Page text >>
[ovs-dev] OVS-DPDK public meeting

Eelco Chaudron echaudro at redhat.com
Thu Nov 15 14:55:36 UTC 2018



On 15 Nov 2018, at 15:18, Kevin Traynor wrote:

> Next meeting 12th December
> (May cancel if no agenda items as DPDK/OVS confs the previous week)
>
> Minutes for 14th November.
> Attendees: Pieter, Asaf, Timothy, Ophir, Ian, Thomas, David, Matteo,
> Johann, Aaron, Tiago, Kevin.
>
> =======
> GENERAL
> =======
> - Ian is one of the core committers :-)
> -- He will still use his private branch for validation
> -- Patches will be applied directly into main tree
> -- i.e. no more pull requests
>
> ====================
> PERFORMANCE/FEATURES
> ====================
> - DPDK 18.08/18.11 update (Kevin)

Provided data >>
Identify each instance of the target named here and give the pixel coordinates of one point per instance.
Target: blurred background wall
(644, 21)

---

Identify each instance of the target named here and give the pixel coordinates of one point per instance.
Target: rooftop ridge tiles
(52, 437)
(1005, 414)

Things to do >>
1. Please give the OVS-DPDK meeting post again, everything from "Eelco Chaudron echaudro" down to "the previous week)", swapping "12th December" for "19th December".
2. Pick up the OVS-DPDK meeting minutes after their last line and keep writing them.
The listing has nothing to do with the OVS-DPDK meeting post.

Answers in order >>
1.
Eelco Chaudron echaudro at redhat.com
Thu Nov 15 14:55:36 UTC 2018



On 15 Nov 2018, at 15:18, Kevin Traynor wrote:

> Next meeting 19th December
> (May cancel if no agenda items as DPDK/OVS confs the previous week)

2.
> -- sent patches for update to 18.11
> -- Ian found an issue with CRC strip, to be fixed
> -- Ophir also sent a patch prior to meeting
> -- Thomas M, explained some of the new features of hotplug
> -- Discussed integration of changes and if it should be broken up 
> into:
> -- 1. Minimal update to use 18.11
> -- 2. Extend OVS to take advantage of new features in 18.11
> -- Discussion to be continued on ML
>
> - CI lab (Ophir/Aaron/Ian)
> -- Not much changed
> -- Testing done in VM
> -- Mlx to check about Hw for Aaron
>
> - 17.11.4 (Eelco/Aaron)
> -- Slow start up issue reported because of some patches in 17.11.4
> -- Alejandro sent patch for DPDK 17.11 branch
> -- https://mails.dpdk.org/archives/dev/2018-November/118770.html
> -- Eelco will add some more details

This issue got introduced due to commit 293c0c4b9. This change will try 
to map the huge page memory we need starting at 0x100000000. If it fails 
the hint, it will retry increasing the address, until it gets the 
mapping at the requested address. This to minimise the chance to map it 
outside the HWs DMA address space.

However just before doing this DPDK also mmaps each individual huge page 
in the system. It starts low, but it will collide with the 0x100000000 
address.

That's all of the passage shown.